◆ **Your instructions**
What is needed is an exact copy of the lines in the listing below, from the one with "Target: wooden post" up to and including the one with "Tag the display", with no other lines.
____ Input for this task
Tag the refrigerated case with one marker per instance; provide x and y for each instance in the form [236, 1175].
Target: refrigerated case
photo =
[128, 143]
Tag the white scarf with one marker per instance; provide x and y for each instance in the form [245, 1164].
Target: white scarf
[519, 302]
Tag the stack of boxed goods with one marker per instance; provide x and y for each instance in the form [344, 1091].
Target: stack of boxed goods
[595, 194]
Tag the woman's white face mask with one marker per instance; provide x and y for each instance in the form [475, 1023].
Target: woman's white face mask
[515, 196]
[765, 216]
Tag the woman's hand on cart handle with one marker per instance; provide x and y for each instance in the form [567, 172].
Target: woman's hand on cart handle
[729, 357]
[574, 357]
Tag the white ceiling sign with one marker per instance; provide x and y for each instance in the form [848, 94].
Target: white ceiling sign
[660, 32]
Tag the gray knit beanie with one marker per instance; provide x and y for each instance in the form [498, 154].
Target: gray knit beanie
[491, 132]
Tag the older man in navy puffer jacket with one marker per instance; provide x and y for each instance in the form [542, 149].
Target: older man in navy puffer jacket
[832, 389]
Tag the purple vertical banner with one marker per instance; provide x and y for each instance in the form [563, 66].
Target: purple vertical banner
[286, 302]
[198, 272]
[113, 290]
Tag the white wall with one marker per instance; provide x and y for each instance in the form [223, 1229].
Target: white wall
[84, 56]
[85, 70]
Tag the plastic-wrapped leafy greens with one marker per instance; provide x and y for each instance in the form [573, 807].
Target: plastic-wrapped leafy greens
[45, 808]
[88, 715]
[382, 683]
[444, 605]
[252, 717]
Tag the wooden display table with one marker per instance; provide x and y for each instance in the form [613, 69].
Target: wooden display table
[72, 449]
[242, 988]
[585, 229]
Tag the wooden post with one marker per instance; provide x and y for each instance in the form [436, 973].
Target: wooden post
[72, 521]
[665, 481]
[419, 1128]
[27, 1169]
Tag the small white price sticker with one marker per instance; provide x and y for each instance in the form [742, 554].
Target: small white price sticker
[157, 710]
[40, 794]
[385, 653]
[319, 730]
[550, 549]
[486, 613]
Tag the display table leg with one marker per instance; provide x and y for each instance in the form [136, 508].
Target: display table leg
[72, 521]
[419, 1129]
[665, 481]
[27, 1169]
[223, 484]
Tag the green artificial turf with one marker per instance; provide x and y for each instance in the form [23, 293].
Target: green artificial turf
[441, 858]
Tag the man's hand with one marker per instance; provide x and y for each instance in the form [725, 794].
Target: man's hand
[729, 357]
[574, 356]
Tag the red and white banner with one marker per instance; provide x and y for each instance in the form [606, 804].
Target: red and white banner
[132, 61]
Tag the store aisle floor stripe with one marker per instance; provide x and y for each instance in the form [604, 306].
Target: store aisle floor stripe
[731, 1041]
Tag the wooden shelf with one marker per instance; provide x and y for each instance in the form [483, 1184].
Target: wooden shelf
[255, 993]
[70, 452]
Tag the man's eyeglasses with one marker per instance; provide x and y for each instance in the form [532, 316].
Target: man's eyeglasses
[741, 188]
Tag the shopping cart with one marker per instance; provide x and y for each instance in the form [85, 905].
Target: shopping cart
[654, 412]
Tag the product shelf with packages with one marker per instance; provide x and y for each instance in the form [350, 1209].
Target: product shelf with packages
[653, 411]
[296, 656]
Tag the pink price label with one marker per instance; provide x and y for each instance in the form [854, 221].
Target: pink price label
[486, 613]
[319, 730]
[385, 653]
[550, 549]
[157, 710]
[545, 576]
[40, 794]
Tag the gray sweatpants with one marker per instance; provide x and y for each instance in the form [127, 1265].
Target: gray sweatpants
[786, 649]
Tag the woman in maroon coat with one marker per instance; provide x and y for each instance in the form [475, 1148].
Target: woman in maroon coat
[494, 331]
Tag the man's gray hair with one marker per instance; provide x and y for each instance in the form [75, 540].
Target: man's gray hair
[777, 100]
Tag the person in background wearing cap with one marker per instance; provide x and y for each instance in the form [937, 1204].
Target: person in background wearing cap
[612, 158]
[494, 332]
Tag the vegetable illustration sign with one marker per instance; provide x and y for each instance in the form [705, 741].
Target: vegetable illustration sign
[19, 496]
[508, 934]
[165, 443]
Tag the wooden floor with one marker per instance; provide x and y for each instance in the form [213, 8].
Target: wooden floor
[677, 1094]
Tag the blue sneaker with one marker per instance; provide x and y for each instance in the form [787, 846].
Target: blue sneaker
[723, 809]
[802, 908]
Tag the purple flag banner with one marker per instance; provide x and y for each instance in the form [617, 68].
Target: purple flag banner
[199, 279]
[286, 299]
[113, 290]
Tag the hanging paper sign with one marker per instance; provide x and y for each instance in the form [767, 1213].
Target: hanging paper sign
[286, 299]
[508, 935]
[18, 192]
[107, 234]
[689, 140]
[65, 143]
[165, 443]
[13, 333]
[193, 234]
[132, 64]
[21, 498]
________
____ Input for this task
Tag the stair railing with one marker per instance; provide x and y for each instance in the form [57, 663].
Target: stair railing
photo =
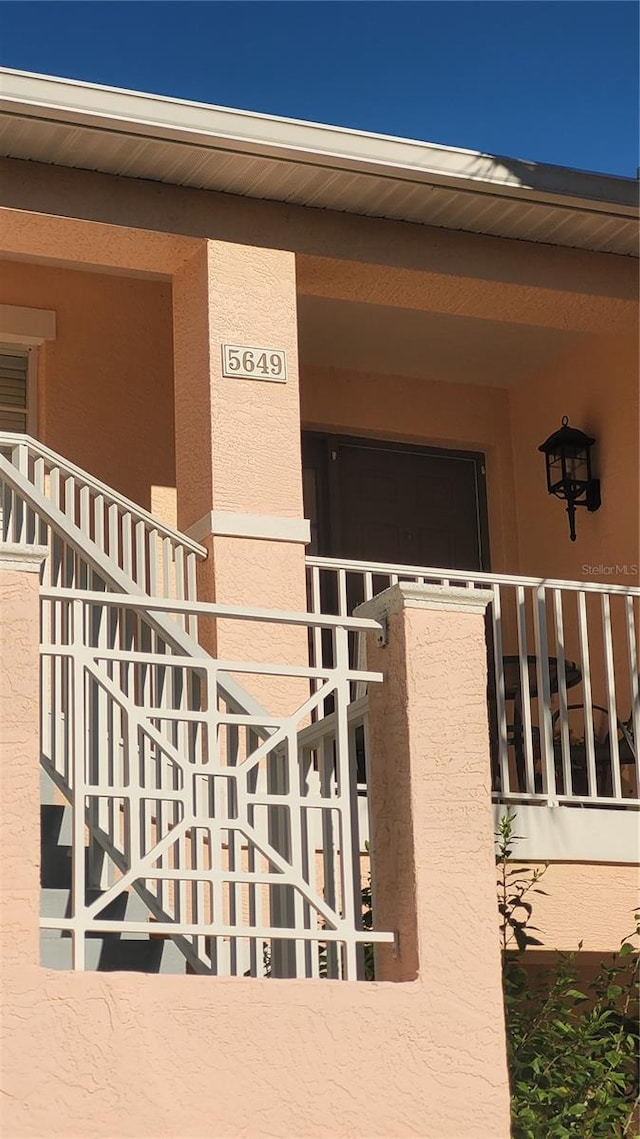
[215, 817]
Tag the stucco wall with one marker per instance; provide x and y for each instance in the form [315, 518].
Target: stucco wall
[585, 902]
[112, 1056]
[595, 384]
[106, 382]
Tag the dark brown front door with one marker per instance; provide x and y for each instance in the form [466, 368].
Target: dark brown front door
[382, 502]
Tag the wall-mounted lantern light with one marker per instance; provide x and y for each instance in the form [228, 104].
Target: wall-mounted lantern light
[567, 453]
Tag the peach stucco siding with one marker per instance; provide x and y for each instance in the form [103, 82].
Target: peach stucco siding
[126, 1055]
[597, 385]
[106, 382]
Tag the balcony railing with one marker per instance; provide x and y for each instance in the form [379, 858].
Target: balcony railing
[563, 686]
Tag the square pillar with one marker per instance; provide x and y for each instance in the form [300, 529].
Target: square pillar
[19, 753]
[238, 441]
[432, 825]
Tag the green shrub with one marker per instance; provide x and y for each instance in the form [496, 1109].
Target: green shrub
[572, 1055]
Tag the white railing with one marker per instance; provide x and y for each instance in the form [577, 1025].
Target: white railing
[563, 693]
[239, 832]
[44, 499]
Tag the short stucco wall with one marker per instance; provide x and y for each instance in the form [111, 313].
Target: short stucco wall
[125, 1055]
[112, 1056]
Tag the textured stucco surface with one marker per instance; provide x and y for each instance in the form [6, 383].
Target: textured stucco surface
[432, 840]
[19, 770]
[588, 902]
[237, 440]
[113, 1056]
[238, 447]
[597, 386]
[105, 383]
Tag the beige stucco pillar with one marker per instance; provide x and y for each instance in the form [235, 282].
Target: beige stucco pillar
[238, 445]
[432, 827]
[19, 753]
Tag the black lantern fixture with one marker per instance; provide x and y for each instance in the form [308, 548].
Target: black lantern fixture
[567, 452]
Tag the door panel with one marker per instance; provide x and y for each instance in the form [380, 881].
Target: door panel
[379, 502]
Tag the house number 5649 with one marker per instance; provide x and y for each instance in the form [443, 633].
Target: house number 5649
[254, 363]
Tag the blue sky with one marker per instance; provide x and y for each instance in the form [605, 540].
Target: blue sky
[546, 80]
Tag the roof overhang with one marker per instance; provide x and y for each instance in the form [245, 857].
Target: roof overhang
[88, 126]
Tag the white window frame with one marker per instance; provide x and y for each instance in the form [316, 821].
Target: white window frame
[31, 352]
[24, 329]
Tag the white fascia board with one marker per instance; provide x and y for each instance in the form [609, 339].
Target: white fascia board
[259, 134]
________
____ Input for this task
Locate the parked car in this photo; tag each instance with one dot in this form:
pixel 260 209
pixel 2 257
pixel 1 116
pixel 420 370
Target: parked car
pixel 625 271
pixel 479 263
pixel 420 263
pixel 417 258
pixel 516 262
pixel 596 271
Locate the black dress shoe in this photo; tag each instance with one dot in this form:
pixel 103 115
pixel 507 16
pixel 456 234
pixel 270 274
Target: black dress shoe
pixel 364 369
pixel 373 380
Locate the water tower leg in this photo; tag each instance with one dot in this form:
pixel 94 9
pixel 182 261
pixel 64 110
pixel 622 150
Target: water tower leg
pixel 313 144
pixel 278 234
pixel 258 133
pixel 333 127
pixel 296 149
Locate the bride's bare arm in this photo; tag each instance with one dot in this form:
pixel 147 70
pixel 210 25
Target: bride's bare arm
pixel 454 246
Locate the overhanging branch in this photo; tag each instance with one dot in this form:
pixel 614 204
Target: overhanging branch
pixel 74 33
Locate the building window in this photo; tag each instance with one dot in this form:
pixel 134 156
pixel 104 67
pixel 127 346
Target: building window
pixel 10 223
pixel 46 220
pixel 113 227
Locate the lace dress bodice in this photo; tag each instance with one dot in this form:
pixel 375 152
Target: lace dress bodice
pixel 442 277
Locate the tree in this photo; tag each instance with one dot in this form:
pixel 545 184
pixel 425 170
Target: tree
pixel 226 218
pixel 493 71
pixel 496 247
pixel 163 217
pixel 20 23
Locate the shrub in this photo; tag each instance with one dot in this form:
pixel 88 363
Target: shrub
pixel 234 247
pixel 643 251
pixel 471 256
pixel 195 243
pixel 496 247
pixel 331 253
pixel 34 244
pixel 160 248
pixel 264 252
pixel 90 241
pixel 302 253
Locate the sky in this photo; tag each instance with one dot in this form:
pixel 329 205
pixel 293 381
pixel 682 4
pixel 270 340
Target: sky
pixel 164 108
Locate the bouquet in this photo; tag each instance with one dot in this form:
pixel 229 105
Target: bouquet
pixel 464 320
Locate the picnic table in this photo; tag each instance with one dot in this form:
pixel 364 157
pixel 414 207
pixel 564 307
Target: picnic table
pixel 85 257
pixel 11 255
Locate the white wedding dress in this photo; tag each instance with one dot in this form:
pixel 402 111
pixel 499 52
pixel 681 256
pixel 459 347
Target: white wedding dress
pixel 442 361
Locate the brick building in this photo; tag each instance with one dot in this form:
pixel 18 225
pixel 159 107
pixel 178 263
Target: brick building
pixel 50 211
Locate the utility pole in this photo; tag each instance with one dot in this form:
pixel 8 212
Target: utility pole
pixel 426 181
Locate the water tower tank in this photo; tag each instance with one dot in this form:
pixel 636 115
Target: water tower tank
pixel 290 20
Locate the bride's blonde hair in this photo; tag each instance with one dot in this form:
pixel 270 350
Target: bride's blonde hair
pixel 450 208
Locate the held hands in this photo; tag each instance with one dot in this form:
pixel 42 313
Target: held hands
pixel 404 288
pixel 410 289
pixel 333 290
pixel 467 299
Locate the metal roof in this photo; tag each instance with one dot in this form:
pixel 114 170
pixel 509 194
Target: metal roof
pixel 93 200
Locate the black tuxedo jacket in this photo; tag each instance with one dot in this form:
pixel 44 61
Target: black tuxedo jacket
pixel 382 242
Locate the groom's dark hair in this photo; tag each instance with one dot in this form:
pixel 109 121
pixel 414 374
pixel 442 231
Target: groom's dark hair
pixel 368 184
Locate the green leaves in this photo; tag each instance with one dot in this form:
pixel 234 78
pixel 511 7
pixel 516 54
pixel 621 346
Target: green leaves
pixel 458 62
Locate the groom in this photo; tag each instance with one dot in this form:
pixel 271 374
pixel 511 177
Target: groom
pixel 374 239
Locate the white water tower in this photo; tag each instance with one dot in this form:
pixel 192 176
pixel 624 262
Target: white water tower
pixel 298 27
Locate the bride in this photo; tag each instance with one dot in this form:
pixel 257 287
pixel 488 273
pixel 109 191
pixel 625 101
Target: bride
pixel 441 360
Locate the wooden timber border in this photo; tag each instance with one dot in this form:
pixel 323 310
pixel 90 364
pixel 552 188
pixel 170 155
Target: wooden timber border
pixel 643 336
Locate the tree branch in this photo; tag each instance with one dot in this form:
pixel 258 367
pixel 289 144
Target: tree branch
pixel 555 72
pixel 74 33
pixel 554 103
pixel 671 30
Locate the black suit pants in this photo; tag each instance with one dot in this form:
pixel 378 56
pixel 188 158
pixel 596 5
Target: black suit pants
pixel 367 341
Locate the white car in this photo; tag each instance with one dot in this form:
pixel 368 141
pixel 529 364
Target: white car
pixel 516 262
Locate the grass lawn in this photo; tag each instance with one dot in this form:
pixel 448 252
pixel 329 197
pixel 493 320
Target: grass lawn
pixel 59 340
________
◆ **Answer to this problem**
Target: wooden post
[72, 521]
[665, 481]
[419, 1128]
[27, 1169]
Tag the small white price sticker with one marker per instance; provide x and y for each instance in the form [742, 554].
Target: small white price sticker
[157, 710]
[40, 794]
[385, 653]
[319, 730]
[550, 549]
[486, 613]
Tag the display table leg with one marker per instance; provide x and y for each instance in the form [136, 508].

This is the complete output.